*** PROVIDED DATA

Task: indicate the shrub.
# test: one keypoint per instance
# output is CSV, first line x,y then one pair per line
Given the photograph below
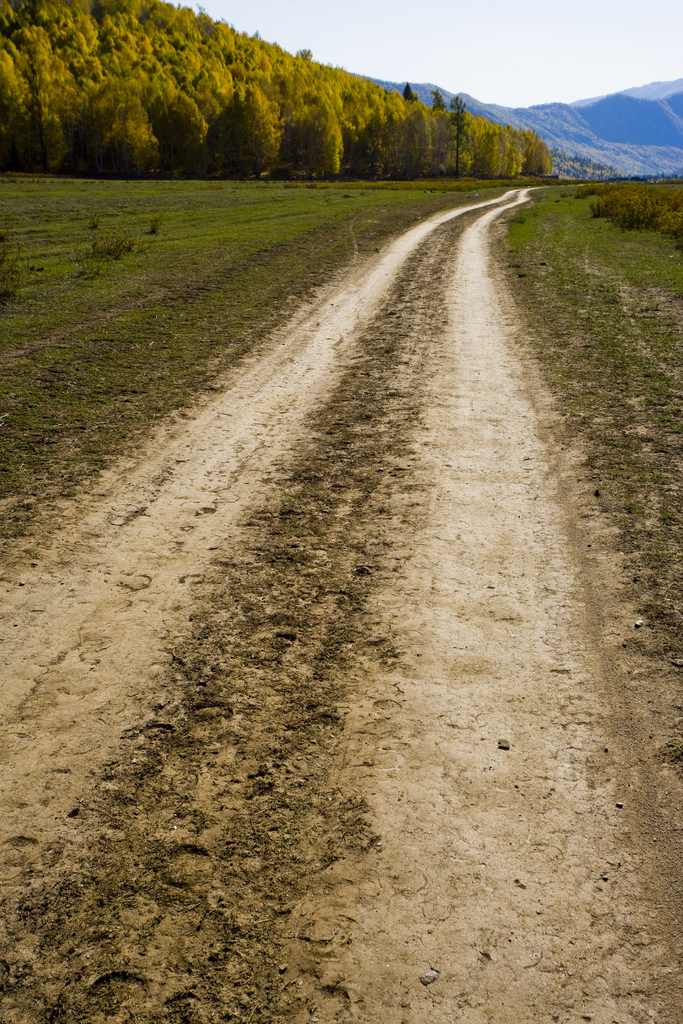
x,y
636,207
11,271
114,245
107,246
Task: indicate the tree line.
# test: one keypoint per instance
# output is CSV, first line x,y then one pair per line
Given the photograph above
x,y
132,87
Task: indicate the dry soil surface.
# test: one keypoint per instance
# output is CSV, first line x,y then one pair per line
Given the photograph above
x,y
317,710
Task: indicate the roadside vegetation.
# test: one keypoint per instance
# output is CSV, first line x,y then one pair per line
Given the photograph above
x,y
138,88
122,301
603,296
639,207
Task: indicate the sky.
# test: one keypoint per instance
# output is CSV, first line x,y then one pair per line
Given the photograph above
x,y
517,57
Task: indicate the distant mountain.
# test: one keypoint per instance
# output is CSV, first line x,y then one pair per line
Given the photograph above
x,y
655,90
629,131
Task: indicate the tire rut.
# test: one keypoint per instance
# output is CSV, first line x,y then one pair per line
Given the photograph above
x,y
168,894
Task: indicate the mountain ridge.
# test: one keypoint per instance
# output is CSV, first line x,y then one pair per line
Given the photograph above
x,y
636,135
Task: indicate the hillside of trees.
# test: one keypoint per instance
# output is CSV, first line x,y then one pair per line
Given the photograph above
x,y
126,87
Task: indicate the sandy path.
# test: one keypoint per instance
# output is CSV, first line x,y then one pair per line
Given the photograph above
x,y
505,861
85,634
368,523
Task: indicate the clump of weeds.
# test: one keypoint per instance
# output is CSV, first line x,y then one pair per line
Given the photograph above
x,y
105,246
11,272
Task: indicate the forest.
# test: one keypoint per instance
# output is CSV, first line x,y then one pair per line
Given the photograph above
x,y
129,88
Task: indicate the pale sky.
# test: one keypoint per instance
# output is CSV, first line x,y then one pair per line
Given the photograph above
x,y
541,53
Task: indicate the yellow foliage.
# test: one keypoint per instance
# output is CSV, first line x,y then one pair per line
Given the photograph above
x,y
136,87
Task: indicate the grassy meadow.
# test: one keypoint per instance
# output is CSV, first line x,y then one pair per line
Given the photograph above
x,y
134,296
605,310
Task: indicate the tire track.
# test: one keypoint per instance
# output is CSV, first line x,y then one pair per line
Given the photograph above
x,y
105,673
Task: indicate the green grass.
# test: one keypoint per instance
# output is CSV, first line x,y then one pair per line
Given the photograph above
x,y
137,295
605,307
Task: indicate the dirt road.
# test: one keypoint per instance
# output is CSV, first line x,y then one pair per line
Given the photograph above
x,y
312,698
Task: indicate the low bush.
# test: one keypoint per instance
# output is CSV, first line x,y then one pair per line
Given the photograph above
x,y
105,246
11,271
638,207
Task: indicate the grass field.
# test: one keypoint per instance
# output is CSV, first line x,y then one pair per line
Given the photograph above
x,y
93,348
605,312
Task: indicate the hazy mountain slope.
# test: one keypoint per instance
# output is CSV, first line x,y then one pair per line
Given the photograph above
x,y
640,122
636,136
675,102
654,90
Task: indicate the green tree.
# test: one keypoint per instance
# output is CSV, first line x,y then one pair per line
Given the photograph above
x,y
458,119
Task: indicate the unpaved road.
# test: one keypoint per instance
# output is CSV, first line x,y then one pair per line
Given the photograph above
x,y
318,694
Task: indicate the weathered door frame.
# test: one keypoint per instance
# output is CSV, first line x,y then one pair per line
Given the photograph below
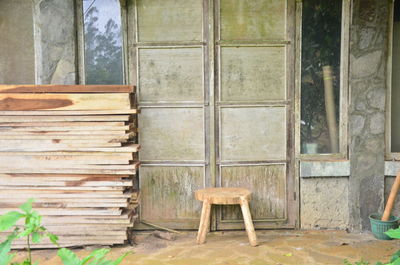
x,y
210,104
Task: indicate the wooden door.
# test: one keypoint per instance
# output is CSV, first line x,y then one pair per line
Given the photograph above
x,y
215,82
254,102
168,52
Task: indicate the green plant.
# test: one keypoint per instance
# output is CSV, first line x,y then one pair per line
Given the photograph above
x,y
96,257
32,230
361,262
395,260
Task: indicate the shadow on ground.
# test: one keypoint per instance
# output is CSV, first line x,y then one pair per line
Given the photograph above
x,y
231,248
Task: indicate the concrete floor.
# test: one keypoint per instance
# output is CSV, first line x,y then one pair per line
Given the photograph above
x,y
231,248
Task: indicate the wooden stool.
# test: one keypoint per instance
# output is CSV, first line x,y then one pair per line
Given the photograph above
x,y
224,196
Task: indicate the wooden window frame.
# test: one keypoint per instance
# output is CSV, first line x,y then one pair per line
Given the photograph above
x,y
80,41
388,128
344,87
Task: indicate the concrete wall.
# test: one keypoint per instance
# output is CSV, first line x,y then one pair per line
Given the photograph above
x,y
17,63
324,195
346,202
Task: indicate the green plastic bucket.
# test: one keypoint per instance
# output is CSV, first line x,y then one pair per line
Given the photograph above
x,y
379,227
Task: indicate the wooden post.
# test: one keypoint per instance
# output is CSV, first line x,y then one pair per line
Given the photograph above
x,y
248,222
330,108
204,222
391,199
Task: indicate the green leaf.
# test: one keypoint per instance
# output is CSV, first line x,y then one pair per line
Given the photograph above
x,y
36,237
53,238
27,206
68,257
396,262
393,233
5,248
97,256
9,219
121,258
395,256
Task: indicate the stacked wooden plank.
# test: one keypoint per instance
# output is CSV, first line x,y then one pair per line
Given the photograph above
x,y
72,149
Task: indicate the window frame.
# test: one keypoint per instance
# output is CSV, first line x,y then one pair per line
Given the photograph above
x,y
80,42
388,127
344,86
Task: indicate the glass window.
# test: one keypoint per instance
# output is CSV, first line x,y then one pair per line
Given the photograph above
x,y
320,76
103,42
17,55
396,80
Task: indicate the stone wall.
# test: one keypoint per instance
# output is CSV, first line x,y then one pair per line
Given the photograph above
x,y
17,63
368,55
55,41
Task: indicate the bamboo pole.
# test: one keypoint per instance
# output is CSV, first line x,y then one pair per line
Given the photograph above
x,y
330,108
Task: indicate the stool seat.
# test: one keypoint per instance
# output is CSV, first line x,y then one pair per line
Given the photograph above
x,y
224,196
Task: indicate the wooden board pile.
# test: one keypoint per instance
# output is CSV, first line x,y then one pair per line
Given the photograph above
x,y
71,149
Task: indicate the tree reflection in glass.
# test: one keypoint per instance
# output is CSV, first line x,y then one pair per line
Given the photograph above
x,y
103,42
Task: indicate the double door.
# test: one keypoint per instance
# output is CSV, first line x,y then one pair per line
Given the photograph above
x,y
215,88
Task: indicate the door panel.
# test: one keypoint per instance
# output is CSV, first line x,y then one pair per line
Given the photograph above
x,y
162,190
171,74
168,55
253,73
268,184
252,19
215,86
171,134
253,107
253,133
172,20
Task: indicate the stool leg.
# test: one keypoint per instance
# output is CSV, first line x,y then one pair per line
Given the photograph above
x,y
248,222
204,222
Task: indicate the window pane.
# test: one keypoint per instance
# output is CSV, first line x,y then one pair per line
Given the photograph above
x,y
103,42
17,63
320,76
396,79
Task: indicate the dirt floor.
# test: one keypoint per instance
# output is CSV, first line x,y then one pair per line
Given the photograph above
x,y
231,248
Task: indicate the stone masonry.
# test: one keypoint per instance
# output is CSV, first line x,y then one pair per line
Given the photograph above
x,y
368,56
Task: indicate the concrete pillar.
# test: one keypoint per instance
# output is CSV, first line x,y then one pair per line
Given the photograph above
x,y
368,54
55,41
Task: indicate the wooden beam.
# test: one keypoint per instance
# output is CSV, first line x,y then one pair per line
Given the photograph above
x,y
67,89
66,112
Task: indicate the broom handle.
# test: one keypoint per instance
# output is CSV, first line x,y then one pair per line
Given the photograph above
x,y
391,199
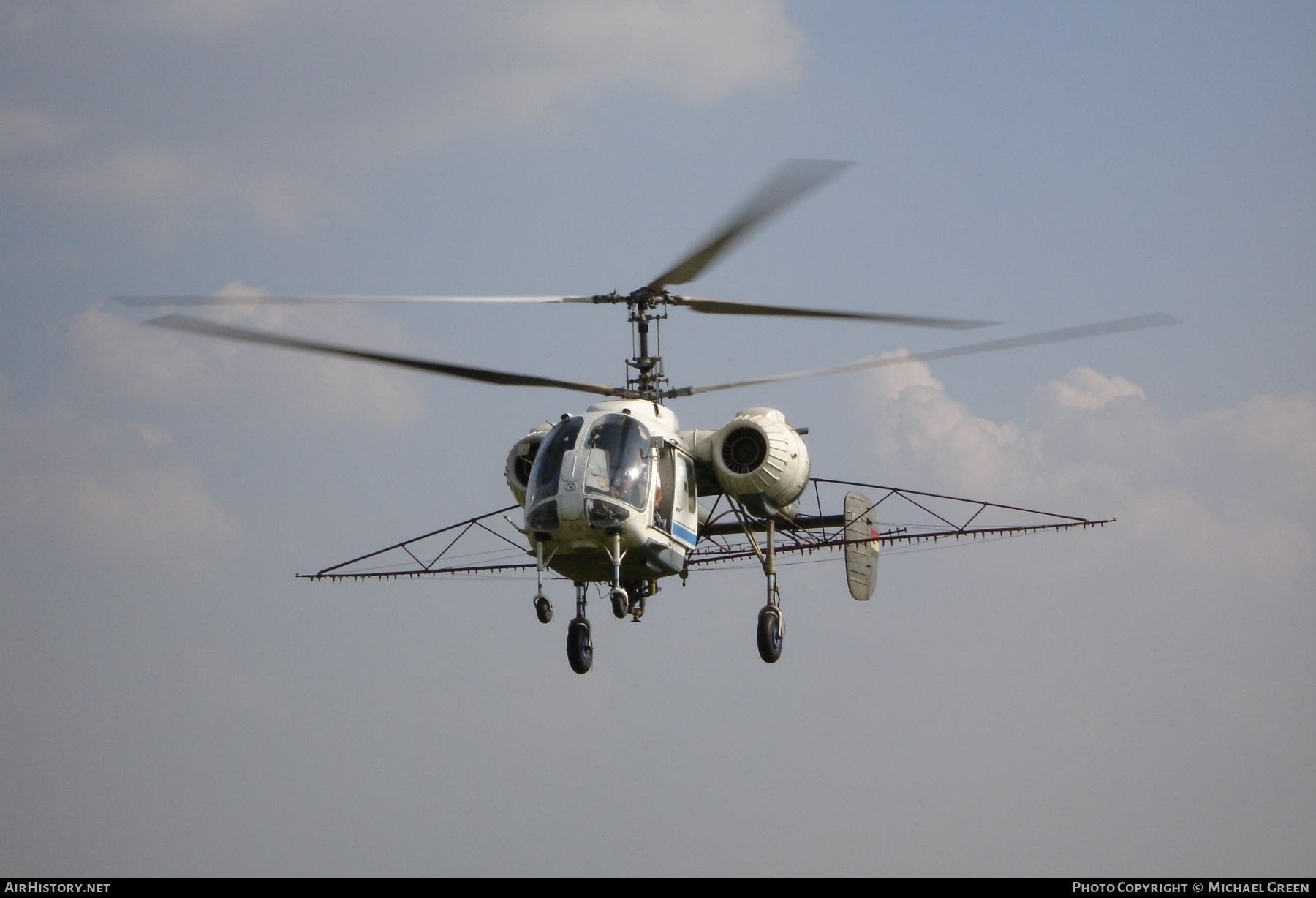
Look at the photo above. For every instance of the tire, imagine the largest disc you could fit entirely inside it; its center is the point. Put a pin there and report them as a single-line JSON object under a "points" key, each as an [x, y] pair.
{"points": [[769, 635], [579, 646]]}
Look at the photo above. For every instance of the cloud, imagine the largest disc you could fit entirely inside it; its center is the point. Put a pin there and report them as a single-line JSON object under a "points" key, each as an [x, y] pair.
{"points": [[113, 356], [1225, 494], [94, 495], [282, 105]]}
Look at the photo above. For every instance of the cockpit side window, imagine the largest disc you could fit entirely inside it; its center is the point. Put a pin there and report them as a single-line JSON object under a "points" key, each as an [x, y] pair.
{"points": [[548, 462], [624, 442]]}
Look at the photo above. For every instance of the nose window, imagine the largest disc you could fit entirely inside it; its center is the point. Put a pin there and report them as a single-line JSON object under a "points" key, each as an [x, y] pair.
{"points": [[619, 467]]}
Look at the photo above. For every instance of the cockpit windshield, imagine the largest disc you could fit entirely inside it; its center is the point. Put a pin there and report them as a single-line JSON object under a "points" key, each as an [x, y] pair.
{"points": [[548, 462], [619, 464]]}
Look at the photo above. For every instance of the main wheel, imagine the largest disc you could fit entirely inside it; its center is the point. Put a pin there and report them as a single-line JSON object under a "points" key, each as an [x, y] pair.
{"points": [[620, 603], [769, 633], [579, 646]]}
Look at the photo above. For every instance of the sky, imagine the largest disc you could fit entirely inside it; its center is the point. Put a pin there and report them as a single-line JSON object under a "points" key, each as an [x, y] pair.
{"points": [[1138, 700]]}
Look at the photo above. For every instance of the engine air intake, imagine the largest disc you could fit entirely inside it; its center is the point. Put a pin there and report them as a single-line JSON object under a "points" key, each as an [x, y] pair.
{"points": [[744, 449]]}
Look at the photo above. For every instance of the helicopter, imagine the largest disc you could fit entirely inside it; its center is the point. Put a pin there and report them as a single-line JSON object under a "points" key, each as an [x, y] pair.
{"points": [[620, 497]]}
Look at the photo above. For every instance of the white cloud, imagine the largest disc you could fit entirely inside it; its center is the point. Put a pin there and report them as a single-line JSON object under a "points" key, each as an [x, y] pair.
{"points": [[91, 494], [1222, 494], [282, 105], [113, 356]]}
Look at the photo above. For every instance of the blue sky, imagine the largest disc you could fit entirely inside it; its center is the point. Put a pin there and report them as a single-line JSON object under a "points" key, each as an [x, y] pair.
{"points": [[1132, 700]]}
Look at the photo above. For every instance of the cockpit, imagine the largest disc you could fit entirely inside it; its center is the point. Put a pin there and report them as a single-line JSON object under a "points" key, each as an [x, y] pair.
{"points": [[610, 465]]}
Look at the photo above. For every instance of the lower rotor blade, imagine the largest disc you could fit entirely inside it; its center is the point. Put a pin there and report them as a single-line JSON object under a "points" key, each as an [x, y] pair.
{"points": [[432, 366], [1119, 325], [335, 301], [724, 307]]}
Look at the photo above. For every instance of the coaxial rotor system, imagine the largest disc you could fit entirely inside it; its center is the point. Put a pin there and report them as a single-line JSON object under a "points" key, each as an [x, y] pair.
{"points": [[645, 306]]}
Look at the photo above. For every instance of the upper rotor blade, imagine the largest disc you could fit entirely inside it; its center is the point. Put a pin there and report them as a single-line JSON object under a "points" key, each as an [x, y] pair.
{"points": [[1119, 325], [335, 301], [724, 307], [791, 182], [230, 332]]}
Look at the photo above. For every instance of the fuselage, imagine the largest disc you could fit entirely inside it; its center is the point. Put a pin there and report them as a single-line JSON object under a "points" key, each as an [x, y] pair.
{"points": [[619, 475]]}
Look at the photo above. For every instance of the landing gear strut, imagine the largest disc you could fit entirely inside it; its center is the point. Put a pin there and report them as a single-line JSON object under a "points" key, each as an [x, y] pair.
{"points": [[619, 598], [542, 607], [579, 646], [771, 627]]}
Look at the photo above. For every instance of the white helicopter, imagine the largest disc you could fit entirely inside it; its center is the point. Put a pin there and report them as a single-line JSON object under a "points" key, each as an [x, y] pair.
{"points": [[612, 495]]}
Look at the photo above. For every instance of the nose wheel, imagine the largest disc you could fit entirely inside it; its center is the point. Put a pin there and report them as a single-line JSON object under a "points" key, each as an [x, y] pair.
{"points": [[770, 633], [771, 628], [579, 646]]}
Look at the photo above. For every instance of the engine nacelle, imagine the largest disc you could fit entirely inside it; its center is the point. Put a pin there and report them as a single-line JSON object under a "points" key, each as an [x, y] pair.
{"points": [[521, 459], [761, 460]]}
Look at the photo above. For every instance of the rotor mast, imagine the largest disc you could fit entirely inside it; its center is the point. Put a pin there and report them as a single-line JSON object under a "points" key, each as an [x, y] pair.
{"points": [[649, 376]]}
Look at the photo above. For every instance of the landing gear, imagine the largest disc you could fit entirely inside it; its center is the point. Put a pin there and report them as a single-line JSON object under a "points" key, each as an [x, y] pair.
{"points": [[579, 646], [770, 633], [542, 607], [619, 598], [771, 627], [638, 590], [620, 603]]}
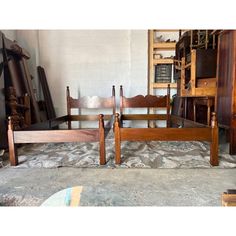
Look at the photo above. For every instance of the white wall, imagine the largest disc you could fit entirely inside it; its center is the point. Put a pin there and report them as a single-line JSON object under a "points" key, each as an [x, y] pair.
{"points": [[10, 34], [91, 61]]}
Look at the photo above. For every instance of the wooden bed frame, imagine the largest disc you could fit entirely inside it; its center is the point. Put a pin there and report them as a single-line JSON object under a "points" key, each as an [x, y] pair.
{"points": [[45, 132], [189, 131]]}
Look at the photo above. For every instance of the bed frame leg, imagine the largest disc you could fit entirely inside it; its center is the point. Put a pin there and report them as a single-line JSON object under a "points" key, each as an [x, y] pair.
{"points": [[102, 140], [214, 160], [117, 140], [12, 149]]}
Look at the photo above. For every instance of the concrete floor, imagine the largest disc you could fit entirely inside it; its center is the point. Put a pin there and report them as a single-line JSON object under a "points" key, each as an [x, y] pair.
{"points": [[118, 187]]}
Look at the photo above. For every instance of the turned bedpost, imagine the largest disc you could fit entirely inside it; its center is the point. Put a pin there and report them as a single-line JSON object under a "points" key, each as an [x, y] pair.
{"points": [[12, 149], [117, 139], [215, 141], [102, 140], [121, 99], [114, 99], [168, 106], [68, 106], [27, 110]]}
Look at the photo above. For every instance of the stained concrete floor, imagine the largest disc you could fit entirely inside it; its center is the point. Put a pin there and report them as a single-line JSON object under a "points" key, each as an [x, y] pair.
{"points": [[118, 187]]}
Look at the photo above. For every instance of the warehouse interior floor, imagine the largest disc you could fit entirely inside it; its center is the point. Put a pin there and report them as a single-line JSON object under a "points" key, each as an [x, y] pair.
{"points": [[118, 187]]}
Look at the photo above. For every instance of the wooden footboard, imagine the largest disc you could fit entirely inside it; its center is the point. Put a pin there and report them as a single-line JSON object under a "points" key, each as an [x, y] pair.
{"points": [[55, 136], [207, 133]]}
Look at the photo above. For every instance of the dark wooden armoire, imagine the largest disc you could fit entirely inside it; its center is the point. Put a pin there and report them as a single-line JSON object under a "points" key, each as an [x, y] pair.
{"points": [[226, 85]]}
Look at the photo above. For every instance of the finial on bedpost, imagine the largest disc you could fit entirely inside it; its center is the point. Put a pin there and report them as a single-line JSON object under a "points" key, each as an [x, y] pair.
{"points": [[121, 90], [101, 120], [10, 126], [117, 120], [114, 99], [121, 99], [213, 120], [168, 89], [67, 91]]}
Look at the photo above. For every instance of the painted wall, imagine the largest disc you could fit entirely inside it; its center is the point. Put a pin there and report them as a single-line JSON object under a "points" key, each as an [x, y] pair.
{"points": [[91, 61], [11, 34]]}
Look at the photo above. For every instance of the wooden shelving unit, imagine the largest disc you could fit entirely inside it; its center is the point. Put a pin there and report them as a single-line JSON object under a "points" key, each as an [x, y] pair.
{"points": [[195, 88], [152, 62]]}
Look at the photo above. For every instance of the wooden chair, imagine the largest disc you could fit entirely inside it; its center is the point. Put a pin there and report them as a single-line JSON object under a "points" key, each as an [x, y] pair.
{"points": [[43, 132]]}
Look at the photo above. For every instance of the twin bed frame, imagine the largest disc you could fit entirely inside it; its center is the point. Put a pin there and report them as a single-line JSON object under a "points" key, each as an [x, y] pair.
{"points": [[177, 128]]}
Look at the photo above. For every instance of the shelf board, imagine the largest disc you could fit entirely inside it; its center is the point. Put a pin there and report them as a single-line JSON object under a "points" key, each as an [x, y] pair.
{"points": [[164, 85], [166, 30], [164, 46], [163, 61]]}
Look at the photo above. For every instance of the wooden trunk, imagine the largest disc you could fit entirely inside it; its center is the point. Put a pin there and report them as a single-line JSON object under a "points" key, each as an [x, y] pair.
{"points": [[226, 90]]}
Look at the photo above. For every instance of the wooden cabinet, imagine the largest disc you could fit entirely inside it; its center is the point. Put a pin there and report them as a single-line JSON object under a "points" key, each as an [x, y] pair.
{"points": [[3, 128], [198, 73], [155, 48], [226, 89]]}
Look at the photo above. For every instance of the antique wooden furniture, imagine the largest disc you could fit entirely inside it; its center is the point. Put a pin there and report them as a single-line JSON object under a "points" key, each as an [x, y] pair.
{"points": [[229, 198], [19, 109], [156, 47], [226, 89], [3, 129], [198, 73], [44, 132], [208, 102], [186, 131]]}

******

If a line of the listing contains "stone", count it; state the final number and nothing more.

2